__Instrucciones de trabajo__: Copia íntegras, sin omitir ningún texto, las filas del tramo que va desde la línea que contiene "Question. The picture above shows the brown" hasta el final de las filas, ambos extremos incluidos. Multiplica por 1,9 cada coordenada de las respuestas y redondea el resultado al entero más próximo, con las mitades hacia arriba.

───── Filas de datos ─────

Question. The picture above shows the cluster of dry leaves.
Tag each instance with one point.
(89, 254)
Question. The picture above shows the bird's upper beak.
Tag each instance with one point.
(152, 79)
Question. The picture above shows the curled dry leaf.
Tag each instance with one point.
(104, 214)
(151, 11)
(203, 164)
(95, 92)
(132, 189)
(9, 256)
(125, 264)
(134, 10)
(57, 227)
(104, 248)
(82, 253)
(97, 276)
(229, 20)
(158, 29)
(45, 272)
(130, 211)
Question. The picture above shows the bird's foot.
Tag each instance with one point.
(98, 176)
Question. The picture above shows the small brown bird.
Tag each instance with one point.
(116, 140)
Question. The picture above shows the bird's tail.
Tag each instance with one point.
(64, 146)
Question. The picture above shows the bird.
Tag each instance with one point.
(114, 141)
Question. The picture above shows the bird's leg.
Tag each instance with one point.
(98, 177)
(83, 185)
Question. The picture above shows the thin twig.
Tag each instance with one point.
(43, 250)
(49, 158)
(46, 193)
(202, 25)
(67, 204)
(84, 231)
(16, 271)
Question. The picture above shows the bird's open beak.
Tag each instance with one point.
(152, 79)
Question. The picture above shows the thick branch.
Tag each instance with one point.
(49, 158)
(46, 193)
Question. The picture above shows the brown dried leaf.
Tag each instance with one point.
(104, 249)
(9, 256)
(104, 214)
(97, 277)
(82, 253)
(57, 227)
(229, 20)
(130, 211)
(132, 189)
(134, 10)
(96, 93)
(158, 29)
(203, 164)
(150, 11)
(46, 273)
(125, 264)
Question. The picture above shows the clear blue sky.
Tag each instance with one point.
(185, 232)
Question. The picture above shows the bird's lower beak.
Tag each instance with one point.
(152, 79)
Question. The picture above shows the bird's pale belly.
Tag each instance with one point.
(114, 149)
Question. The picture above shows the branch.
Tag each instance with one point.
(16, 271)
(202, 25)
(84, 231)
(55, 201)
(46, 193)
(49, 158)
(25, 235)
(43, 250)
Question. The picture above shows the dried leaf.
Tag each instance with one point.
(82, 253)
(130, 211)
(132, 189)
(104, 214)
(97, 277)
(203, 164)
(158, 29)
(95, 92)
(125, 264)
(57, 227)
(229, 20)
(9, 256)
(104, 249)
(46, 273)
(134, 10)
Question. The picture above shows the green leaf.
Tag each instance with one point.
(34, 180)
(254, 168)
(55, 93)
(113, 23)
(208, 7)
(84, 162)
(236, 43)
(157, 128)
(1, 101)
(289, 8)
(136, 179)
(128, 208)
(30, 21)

─────

__Respuesta correcta__:
Question. The picture above shows the brown dried leaf.
Tag each instance with one point.
(198, 473)
(17, 486)
(198, 407)
(184, 526)
(156, 481)
(108, 431)
(435, 38)
(247, 401)
(251, 359)
(255, 19)
(182, 177)
(300, 55)
(386, 312)
(285, 21)
(87, 519)
(238, 502)
Question. The picture above shows the clear blue sky.
Tag each instance with one point.
(352, 441)
Question. The picture above shows the bird's lower beak.
Tag each instance with one point.
(289, 150)
Question. The picture above shows the bird's pale belly.
Tag each instance with one point.
(217, 283)
Question. The picture above shows the branch.
Tag each instance with one point.
(30, 515)
(384, 48)
(160, 439)
(105, 382)
(87, 367)
(93, 300)
(48, 447)
(82, 475)
Question. The picture above shows the dried leaf.
Tag each instance with one point.
(156, 481)
(247, 401)
(251, 359)
(198, 407)
(184, 526)
(386, 312)
(300, 55)
(181, 175)
(238, 502)
(108, 431)
(435, 38)
(17, 486)
(198, 473)
(87, 519)
(255, 19)
Question. The picture above shows the green leaf.
Tag each instance with one point.
(65, 342)
(483, 319)
(105, 177)
(215, 44)
(395, 13)
(160, 308)
(448, 82)
(298, 243)
(2, 192)
(549, 15)
(258, 340)
(243, 395)
(57, 40)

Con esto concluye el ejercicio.